* Exercise aim *
How many of the lines below contain the string "beard", counting only matches with the same capitalization? Reply with the number alone.

--- Start of Supplied information ---

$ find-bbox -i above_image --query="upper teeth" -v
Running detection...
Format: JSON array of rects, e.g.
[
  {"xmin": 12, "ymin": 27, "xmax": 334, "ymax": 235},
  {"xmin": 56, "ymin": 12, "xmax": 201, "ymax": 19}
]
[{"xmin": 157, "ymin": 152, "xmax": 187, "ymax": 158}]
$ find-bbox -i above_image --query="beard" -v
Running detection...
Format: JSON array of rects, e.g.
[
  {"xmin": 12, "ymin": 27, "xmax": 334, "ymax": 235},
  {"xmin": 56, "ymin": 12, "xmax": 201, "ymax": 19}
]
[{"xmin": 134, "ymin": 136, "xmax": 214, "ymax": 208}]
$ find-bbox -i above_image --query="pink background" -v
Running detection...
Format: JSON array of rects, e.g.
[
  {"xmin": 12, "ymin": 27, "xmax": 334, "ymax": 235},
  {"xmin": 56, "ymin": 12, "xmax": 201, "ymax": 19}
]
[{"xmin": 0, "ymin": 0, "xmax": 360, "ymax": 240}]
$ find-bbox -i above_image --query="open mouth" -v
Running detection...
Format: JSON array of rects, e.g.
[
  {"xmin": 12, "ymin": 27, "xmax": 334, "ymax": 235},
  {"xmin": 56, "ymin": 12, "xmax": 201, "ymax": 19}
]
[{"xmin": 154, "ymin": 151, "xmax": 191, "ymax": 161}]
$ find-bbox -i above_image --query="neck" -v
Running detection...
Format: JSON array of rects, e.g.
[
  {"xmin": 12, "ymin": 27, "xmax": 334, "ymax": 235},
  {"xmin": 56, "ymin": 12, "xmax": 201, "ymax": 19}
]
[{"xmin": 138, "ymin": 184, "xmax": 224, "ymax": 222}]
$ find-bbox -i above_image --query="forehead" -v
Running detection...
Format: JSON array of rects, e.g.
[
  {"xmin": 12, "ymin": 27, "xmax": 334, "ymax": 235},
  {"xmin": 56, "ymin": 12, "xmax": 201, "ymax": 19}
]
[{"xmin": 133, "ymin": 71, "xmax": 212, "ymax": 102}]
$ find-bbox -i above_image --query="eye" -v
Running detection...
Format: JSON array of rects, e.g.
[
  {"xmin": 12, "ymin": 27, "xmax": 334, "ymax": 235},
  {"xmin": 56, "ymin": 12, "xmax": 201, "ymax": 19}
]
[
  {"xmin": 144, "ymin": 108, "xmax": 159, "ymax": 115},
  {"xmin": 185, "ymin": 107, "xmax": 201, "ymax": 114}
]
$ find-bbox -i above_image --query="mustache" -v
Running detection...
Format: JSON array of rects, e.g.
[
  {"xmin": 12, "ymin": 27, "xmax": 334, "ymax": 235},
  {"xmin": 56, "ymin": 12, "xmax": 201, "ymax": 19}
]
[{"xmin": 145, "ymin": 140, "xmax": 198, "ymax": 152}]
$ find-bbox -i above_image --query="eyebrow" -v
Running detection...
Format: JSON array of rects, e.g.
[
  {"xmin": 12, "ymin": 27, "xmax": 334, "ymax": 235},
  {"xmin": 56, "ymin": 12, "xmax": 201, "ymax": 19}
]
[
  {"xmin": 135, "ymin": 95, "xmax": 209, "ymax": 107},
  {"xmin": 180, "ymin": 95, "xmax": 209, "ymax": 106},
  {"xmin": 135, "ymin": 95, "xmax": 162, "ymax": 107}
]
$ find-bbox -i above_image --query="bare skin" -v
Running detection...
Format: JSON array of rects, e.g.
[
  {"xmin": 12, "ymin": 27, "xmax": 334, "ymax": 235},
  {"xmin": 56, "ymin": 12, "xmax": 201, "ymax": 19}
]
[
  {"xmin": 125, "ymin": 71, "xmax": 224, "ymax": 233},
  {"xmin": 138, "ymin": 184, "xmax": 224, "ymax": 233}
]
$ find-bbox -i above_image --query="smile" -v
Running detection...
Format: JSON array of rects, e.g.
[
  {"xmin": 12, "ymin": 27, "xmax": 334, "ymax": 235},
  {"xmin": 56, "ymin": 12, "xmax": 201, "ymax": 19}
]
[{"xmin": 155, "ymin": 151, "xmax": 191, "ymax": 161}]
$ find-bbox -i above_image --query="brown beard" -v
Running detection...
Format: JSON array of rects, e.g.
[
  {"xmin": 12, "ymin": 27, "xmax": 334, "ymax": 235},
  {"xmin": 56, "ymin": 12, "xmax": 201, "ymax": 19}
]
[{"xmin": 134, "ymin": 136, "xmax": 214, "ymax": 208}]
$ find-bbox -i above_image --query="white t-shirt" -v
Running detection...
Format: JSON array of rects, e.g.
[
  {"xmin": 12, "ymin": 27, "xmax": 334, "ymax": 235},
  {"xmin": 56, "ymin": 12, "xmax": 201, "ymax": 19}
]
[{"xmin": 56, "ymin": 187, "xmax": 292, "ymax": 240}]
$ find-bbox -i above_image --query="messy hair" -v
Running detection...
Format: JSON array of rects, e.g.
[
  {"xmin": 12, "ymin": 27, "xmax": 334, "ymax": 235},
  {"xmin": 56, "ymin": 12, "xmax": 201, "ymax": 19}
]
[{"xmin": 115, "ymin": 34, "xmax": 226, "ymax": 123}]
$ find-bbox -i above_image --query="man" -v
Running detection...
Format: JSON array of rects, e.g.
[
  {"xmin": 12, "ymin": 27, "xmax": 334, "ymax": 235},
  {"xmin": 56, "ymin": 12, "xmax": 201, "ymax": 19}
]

--- End of Supplied information ---

* Answer to this exercise *
2